(Boundary labeling items)

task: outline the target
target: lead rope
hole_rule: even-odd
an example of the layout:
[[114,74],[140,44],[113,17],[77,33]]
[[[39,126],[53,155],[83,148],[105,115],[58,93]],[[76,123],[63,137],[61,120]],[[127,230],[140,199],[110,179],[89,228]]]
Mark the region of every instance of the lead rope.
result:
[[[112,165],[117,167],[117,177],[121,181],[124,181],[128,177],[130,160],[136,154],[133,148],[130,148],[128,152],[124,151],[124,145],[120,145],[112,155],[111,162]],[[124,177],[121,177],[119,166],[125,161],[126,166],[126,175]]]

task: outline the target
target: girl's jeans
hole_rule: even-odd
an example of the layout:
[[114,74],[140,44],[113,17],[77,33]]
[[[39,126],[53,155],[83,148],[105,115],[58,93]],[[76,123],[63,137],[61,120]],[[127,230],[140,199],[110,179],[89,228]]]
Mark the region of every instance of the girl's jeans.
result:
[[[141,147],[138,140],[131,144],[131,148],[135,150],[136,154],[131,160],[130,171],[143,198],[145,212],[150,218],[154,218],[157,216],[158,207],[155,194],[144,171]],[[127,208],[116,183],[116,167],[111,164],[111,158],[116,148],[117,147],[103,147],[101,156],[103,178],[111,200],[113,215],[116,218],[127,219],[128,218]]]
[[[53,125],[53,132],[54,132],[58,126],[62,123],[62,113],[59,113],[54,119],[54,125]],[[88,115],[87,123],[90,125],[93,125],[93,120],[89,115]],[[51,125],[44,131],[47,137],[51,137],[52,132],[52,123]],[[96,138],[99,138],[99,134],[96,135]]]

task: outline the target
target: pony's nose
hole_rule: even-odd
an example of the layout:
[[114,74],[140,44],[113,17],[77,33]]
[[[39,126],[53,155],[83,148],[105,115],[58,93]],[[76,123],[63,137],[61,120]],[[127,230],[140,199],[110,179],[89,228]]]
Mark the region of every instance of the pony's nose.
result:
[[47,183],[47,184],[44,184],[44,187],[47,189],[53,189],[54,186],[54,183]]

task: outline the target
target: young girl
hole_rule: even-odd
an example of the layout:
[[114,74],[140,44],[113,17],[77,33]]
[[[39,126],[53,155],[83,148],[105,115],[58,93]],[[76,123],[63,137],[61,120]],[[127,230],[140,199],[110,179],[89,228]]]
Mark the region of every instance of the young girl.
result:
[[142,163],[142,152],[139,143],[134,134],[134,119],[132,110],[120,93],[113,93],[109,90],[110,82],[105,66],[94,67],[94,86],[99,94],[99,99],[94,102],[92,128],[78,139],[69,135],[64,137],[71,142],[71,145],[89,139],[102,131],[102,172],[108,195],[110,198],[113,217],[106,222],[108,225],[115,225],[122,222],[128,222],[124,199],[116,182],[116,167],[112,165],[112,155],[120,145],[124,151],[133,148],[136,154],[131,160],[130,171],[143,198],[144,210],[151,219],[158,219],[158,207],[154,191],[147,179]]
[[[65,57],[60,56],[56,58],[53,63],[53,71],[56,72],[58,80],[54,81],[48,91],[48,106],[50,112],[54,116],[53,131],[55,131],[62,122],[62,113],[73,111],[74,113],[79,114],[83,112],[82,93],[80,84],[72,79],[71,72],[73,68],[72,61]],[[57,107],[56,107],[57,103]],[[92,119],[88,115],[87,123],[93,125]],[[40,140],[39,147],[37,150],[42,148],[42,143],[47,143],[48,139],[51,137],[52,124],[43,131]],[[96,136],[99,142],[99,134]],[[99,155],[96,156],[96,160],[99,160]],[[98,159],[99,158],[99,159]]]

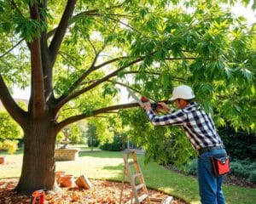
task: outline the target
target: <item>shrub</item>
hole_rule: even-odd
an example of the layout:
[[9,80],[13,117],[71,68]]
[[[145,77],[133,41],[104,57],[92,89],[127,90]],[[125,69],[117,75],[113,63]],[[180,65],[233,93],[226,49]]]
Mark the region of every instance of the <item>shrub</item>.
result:
[[105,143],[101,145],[101,149],[103,150],[111,150],[111,151],[120,151],[125,149],[126,144],[124,143],[123,138],[119,135],[114,135],[113,142]]
[[193,159],[187,162],[184,172],[189,175],[197,175],[197,159]]
[[256,170],[249,173],[248,181],[256,184]]

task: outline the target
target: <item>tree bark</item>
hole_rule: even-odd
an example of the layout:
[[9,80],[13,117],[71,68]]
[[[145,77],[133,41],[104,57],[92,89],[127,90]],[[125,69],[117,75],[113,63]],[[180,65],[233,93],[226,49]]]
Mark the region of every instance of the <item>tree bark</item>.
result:
[[31,195],[37,190],[55,189],[55,122],[50,115],[30,118],[24,131],[24,156],[17,192]]

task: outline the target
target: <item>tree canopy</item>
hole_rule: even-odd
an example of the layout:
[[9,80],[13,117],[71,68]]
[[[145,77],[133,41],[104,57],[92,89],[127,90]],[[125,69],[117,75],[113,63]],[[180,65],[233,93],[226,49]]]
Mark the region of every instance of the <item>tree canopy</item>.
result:
[[[25,152],[34,139],[54,144],[67,125],[114,111],[162,157],[163,141],[178,139],[177,130],[154,128],[141,110],[116,112],[137,105],[117,104],[120,86],[163,100],[174,86],[189,84],[218,126],[255,131],[256,26],[234,16],[236,2],[0,1],[0,99],[25,132]],[[31,88],[27,110],[11,97],[14,85]],[[20,189],[32,160],[25,154]]]

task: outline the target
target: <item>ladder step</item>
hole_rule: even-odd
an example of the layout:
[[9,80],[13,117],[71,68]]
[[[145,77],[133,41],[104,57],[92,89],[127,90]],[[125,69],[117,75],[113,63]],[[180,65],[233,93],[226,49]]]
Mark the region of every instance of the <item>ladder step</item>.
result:
[[147,197],[148,197],[148,195],[147,195],[147,194],[143,194],[143,196],[139,196],[138,197],[139,203],[141,203],[143,201],[144,201]]
[[142,188],[143,188],[145,186],[145,184],[140,184],[136,186],[136,190],[141,190]]
[[131,161],[131,162],[128,162],[128,164],[129,165],[132,165],[132,164],[135,164],[136,162],[134,161]]
[[140,176],[142,176],[142,173],[137,173],[133,174],[131,177],[132,177],[133,179],[135,179],[136,178],[138,178]]

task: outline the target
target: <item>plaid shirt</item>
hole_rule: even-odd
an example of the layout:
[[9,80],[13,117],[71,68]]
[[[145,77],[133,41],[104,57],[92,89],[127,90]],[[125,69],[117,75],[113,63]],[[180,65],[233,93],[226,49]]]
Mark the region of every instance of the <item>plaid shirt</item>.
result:
[[203,147],[223,145],[212,117],[195,102],[164,116],[158,116],[153,110],[148,110],[147,114],[155,126],[183,126],[196,150]]

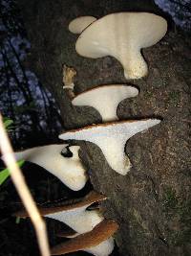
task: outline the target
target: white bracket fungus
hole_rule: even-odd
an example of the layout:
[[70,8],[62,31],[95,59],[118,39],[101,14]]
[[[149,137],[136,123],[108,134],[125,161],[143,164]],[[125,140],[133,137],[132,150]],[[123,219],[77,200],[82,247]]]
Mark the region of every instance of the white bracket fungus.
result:
[[[97,210],[86,210],[91,204],[106,199],[106,197],[95,191],[89,193],[80,201],[75,203],[66,202],[61,206],[38,207],[42,216],[54,219],[66,223],[79,234],[91,231],[96,224],[103,221],[103,217]],[[14,214],[16,217],[29,217],[25,210]]]
[[148,72],[140,49],[156,44],[166,31],[166,20],[153,13],[112,13],[87,27],[78,37],[75,50],[93,58],[112,56],[123,66],[127,80],[139,79]]
[[69,147],[72,157],[61,155],[67,146],[68,144],[36,147],[15,152],[15,157],[43,167],[70,189],[77,191],[85,186],[88,176],[78,156],[78,146]]
[[69,24],[69,31],[74,34],[81,34],[90,24],[96,21],[93,16],[81,16],[72,20]]
[[127,98],[135,97],[138,90],[125,84],[100,85],[89,89],[75,96],[74,105],[90,105],[95,107],[101,115],[103,122],[117,120],[117,109],[119,103]]
[[117,173],[125,175],[131,164],[125,154],[126,141],[138,132],[158,125],[160,120],[120,121],[73,129],[59,135],[62,140],[84,140],[96,144],[108,164]]
[[117,230],[118,225],[114,221],[104,220],[90,232],[60,244],[52,248],[52,255],[60,255],[78,250],[84,250],[96,256],[108,256],[114,249],[112,235]]

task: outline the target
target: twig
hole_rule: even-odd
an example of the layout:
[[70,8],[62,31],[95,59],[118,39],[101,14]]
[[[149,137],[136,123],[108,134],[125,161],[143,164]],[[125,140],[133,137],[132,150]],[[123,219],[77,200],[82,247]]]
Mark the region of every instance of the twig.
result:
[[3,125],[3,118],[1,114],[0,114],[0,150],[3,154],[4,158],[3,160],[10,170],[12,181],[35,228],[41,254],[42,256],[49,256],[50,248],[47,238],[46,225],[26,185],[22,173],[16,164],[13,151],[11,149],[10,140],[8,138],[8,134]]

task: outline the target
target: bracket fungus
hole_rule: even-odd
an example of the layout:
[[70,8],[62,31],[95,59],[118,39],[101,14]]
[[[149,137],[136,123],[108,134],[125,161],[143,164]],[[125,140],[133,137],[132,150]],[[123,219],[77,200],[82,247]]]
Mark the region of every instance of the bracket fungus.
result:
[[104,220],[93,230],[53,247],[51,254],[61,255],[84,250],[96,256],[108,256],[114,249],[112,236],[117,228],[118,225],[116,221]]
[[138,132],[158,125],[159,119],[128,120],[72,129],[59,135],[62,140],[84,140],[96,144],[108,164],[117,173],[125,175],[131,168],[125,154],[126,141]]
[[74,34],[81,34],[83,30],[96,20],[96,18],[93,16],[81,16],[74,18],[69,24],[69,31]]
[[75,96],[74,105],[90,105],[101,115],[103,122],[117,120],[117,109],[119,103],[127,98],[135,97],[138,90],[125,84],[100,85]]
[[58,177],[66,186],[74,191],[82,189],[88,176],[78,156],[78,146],[69,147],[72,157],[61,155],[67,150],[68,144],[48,145],[15,152],[17,160],[37,164]]
[[166,20],[153,13],[112,13],[88,26],[79,35],[75,50],[93,58],[112,56],[123,66],[127,80],[139,79],[148,72],[140,49],[156,44],[166,31]]
[[[83,234],[91,231],[103,221],[103,217],[98,210],[89,211],[87,208],[94,202],[104,199],[106,199],[105,196],[93,191],[78,202],[66,202],[60,206],[38,207],[38,209],[42,216],[64,222],[75,232]],[[15,213],[14,216],[26,218],[29,217],[29,214],[23,210]]]

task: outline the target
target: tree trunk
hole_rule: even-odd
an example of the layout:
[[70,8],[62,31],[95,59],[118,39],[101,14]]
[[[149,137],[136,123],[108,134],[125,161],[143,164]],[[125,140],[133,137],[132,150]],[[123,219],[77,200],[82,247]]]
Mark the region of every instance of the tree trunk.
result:
[[[72,106],[62,89],[62,64],[77,71],[75,92],[98,84],[127,83],[113,58],[85,58],[74,50],[77,35],[68,31],[76,16],[121,11],[161,13],[153,1],[19,0],[32,43],[28,59],[41,82],[59,105],[65,128],[101,122],[90,107]],[[172,24],[169,27],[173,27]],[[124,100],[120,119],[161,117],[160,125],[131,138],[126,147],[133,168],[126,176],[114,172],[101,151],[78,143],[80,156],[94,188],[108,196],[106,217],[118,221],[116,242],[120,255],[189,255],[190,252],[190,72],[188,36],[169,31],[157,45],[143,50],[149,65],[146,78],[130,81],[138,97]]]

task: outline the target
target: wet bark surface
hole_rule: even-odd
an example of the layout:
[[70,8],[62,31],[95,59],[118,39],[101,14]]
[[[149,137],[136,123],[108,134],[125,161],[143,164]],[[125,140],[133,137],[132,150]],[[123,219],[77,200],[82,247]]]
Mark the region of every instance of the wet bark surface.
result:
[[68,31],[68,24],[79,15],[101,17],[122,11],[161,13],[152,1],[18,2],[32,43],[32,54],[26,64],[53,92],[64,128],[100,123],[101,118],[91,107],[72,106],[62,89],[63,63],[77,71],[76,93],[107,83],[128,83],[139,88],[138,97],[119,105],[117,114],[121,120],[162,119],[159,125],[127,142],[125,151],[133,167],[125,176],[108,166],[96,145],[77,143],[94,188],[108,196],[102,204],[104,215],[120,224],[116,235],[120,255],[189,255],[191,54],[188,35],[174,30],[170,24],[160,42],[142,51],[149,66],[148,76],[127,81],[115,58],[90,59],[78,56],[74,50],[78,35]]

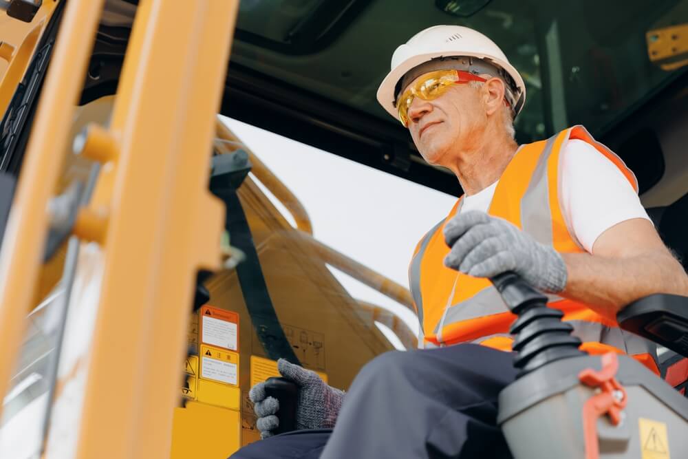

▸ **TASK OBJECTIVE**
Pull out every line of the material above that contains the string "pony", treating uppercase and lowercase letters as distinct.

▸ **WRITTEN RESPONSE**
target: pony's nose
Mark the region of every instance of the pony's nose.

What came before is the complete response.